All lines from the one with "exposed brick wall." through the end of the records below are to be given again exactly, and nothing else.

Records from a data collection >>
◆ ◆ ◆ ◆
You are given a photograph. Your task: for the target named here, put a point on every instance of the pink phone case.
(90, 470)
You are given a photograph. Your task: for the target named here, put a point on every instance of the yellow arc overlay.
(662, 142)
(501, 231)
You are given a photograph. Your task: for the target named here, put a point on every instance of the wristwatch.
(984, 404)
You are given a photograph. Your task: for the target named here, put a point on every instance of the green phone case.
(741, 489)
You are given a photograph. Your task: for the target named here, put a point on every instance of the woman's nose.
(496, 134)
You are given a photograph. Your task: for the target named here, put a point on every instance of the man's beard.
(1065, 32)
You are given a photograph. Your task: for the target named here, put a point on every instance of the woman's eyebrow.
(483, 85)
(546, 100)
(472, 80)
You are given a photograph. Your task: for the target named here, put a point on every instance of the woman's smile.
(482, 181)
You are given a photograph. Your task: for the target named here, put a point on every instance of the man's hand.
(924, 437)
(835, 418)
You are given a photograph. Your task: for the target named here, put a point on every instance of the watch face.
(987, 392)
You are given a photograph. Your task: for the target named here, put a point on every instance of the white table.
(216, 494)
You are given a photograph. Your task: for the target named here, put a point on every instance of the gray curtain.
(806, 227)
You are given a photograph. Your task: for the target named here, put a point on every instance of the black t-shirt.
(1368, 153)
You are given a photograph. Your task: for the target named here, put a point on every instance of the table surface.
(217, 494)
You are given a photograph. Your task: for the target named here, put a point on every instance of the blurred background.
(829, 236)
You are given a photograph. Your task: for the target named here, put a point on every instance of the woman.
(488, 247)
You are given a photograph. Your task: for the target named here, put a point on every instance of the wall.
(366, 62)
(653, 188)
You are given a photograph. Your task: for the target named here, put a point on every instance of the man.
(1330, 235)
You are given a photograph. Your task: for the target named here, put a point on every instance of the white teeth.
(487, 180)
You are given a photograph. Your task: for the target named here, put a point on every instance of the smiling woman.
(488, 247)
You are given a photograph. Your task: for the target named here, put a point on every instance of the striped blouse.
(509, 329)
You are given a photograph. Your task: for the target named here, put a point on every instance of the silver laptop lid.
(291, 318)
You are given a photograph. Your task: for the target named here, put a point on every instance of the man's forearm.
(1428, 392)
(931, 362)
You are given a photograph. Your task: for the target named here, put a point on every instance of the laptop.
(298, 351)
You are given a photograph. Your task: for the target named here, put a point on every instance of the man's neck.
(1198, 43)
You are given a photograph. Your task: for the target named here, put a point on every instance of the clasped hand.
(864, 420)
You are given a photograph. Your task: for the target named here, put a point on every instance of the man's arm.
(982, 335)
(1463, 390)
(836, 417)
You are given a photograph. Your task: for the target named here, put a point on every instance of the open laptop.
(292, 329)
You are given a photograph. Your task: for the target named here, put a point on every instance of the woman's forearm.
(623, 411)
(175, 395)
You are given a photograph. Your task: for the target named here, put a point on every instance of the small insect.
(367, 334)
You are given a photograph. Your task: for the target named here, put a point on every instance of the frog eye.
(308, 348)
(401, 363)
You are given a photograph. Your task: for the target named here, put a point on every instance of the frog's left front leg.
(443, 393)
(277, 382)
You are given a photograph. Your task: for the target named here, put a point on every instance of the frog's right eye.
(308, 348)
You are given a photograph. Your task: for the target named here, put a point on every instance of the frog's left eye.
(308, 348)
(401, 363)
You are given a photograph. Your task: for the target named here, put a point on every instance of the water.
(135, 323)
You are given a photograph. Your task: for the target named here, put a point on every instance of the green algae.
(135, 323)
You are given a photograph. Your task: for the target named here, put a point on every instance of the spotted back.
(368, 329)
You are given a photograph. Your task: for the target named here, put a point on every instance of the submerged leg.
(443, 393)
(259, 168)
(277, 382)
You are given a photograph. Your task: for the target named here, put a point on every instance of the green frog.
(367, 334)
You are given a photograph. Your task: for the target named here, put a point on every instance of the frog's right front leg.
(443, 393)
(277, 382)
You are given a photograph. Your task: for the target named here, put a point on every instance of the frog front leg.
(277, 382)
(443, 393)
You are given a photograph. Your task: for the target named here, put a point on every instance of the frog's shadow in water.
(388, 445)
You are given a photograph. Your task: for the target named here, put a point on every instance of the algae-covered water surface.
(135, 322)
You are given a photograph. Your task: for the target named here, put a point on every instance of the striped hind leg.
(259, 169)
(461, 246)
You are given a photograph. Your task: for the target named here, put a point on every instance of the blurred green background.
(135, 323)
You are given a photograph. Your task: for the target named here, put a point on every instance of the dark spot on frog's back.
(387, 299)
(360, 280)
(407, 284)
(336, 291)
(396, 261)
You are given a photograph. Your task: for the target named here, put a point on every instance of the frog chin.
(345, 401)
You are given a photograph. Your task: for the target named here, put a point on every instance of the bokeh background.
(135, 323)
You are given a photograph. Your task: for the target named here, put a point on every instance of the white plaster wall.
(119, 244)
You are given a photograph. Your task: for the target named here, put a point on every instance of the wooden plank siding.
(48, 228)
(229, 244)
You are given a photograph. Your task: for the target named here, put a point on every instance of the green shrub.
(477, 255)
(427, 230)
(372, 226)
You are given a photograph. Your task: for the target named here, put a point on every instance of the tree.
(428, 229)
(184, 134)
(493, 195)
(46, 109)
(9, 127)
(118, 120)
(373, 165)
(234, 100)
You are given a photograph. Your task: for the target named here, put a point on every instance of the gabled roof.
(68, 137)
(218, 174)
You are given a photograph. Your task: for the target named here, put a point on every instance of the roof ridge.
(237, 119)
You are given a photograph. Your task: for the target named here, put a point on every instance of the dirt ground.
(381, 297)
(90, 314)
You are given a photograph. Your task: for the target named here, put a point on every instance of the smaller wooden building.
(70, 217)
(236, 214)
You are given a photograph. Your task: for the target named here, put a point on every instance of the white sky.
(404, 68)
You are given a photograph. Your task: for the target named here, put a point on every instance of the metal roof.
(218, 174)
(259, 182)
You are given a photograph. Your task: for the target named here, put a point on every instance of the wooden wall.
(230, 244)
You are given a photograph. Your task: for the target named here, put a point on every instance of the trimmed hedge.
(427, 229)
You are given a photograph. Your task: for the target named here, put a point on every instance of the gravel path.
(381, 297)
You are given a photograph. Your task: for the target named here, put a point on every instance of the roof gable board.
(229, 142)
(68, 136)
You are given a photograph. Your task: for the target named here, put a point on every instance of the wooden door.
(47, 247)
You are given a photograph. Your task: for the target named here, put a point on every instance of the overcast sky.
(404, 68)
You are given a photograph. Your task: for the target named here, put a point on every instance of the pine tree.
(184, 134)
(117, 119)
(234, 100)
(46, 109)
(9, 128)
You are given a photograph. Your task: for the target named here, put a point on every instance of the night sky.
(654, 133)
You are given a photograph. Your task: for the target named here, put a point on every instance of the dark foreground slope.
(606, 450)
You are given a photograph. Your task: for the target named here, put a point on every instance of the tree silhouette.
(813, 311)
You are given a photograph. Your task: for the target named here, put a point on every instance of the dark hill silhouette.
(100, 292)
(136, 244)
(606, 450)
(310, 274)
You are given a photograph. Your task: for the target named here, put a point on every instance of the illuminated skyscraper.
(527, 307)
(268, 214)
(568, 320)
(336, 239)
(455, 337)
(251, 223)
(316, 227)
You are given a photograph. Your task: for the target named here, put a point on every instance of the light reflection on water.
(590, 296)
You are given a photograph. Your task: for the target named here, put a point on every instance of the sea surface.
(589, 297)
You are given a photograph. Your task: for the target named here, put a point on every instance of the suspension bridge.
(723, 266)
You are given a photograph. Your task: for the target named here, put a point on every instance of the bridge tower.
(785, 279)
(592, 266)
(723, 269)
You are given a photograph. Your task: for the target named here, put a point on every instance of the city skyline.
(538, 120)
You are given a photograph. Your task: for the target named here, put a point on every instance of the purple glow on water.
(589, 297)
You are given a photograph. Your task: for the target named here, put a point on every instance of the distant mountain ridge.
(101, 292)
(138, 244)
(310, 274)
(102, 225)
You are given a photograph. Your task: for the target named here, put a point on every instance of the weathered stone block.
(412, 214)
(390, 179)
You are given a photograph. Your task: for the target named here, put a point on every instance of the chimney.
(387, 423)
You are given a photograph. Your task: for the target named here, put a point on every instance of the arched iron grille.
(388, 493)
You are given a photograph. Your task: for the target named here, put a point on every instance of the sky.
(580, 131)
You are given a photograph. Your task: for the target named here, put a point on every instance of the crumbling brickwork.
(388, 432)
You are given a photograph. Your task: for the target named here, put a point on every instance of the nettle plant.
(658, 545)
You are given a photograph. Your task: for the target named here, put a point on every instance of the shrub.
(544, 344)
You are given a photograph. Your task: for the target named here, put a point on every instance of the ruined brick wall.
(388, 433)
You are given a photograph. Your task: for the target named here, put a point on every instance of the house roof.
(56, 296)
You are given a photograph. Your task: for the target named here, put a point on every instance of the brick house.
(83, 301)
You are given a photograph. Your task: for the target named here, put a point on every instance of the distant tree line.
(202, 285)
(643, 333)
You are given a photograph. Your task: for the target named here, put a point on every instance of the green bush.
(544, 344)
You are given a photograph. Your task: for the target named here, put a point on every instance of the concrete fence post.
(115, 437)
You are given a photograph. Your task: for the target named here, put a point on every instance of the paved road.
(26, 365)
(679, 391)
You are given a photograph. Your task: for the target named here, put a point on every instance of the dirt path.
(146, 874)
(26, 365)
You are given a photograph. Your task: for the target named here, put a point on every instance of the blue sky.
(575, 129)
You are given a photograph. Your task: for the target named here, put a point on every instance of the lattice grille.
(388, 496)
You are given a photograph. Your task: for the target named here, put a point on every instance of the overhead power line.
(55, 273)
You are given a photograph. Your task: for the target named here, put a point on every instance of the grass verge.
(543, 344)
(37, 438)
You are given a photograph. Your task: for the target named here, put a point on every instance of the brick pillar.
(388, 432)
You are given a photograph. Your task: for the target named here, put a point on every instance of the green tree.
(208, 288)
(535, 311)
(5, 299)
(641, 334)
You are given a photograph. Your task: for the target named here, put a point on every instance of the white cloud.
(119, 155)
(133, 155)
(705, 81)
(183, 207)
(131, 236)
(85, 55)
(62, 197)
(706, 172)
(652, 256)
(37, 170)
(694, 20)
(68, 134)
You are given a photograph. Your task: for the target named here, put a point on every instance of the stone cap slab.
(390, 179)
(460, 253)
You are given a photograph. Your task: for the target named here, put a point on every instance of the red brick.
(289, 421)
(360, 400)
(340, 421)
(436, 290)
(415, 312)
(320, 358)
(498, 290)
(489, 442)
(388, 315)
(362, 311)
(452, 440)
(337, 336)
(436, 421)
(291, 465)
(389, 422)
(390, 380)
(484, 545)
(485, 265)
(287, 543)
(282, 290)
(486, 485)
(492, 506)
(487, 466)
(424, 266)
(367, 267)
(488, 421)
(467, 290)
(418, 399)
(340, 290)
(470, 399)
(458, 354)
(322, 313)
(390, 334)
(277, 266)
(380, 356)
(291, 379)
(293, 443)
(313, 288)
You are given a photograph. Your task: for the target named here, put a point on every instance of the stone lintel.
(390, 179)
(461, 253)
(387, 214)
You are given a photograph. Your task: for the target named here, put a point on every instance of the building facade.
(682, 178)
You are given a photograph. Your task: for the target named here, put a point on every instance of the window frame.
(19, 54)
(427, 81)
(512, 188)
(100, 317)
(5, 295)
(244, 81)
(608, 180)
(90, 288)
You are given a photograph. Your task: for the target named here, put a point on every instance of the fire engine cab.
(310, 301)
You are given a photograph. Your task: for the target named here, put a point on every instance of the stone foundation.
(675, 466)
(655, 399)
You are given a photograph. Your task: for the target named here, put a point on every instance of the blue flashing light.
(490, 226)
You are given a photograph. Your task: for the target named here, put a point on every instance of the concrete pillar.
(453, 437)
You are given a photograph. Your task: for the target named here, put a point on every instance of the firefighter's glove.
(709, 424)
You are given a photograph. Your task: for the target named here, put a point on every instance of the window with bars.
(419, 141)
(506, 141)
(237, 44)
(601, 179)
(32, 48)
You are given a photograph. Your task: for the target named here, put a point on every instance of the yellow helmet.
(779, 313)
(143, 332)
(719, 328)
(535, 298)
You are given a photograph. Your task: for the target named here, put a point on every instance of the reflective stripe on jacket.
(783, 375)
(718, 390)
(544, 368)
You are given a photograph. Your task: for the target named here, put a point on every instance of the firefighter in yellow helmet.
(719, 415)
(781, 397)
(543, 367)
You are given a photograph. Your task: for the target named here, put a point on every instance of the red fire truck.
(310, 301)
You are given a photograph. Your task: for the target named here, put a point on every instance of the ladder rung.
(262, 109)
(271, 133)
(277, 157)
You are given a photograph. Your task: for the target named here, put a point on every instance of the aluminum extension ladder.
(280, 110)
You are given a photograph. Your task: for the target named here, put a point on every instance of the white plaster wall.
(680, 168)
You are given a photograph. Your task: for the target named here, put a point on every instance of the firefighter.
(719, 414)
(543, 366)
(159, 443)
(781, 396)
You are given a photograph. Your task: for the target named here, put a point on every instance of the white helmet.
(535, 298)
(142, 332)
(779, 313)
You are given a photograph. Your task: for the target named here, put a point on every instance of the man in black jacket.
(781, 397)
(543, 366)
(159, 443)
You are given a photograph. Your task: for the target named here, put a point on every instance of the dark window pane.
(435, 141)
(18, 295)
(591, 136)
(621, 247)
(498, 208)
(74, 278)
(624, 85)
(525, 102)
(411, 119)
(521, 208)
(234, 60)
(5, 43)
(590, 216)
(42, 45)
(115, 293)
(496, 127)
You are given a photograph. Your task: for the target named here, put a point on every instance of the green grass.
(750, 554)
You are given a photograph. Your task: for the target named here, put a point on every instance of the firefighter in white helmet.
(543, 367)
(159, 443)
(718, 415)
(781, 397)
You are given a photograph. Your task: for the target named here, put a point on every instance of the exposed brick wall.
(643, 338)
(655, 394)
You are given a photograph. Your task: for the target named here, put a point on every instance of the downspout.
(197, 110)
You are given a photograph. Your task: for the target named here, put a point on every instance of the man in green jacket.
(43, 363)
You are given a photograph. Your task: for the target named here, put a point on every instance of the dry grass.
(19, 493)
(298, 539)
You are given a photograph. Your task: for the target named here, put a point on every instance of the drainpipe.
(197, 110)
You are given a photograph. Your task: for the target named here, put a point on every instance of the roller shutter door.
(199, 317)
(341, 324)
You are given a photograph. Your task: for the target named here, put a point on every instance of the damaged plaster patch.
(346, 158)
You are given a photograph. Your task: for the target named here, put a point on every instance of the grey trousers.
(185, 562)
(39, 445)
◆ ◆ ◆ ◆
Solved problem >>
You are given a photograph. Your task: for the target named here, put a point on every instance of the exposed brick wall.
(643, 338)
(655, 394)
You are given a photograph. Your task: for the target named here, put a point on every instance of the downspout.
(197, 110)
You are given a photograph. Your task: for the target named here, put a point on every instance of the man in green jacket.
(43, 363)
You are given a photograph. Your task: for the target named here, put a point on every instance of the dry grass.
(19, 493)
(298, 539)
You are given a photograph. Your task: for the target named here, put a point on every instance of the drainpipe.
(197, 110)
You are given a photograph. Your task: for the target named here, put a point on every instance of the roller shutter door.
(199, 317)
(341, 324)
You are given a photograph. Your task: for the target named here, put a point on every instance of the damaged plaster patch.
(346, 158)
You are given a photograph. Your task: for the target named here, put a point on every instance of the grey trousers.
(185, 562)
(39, 445)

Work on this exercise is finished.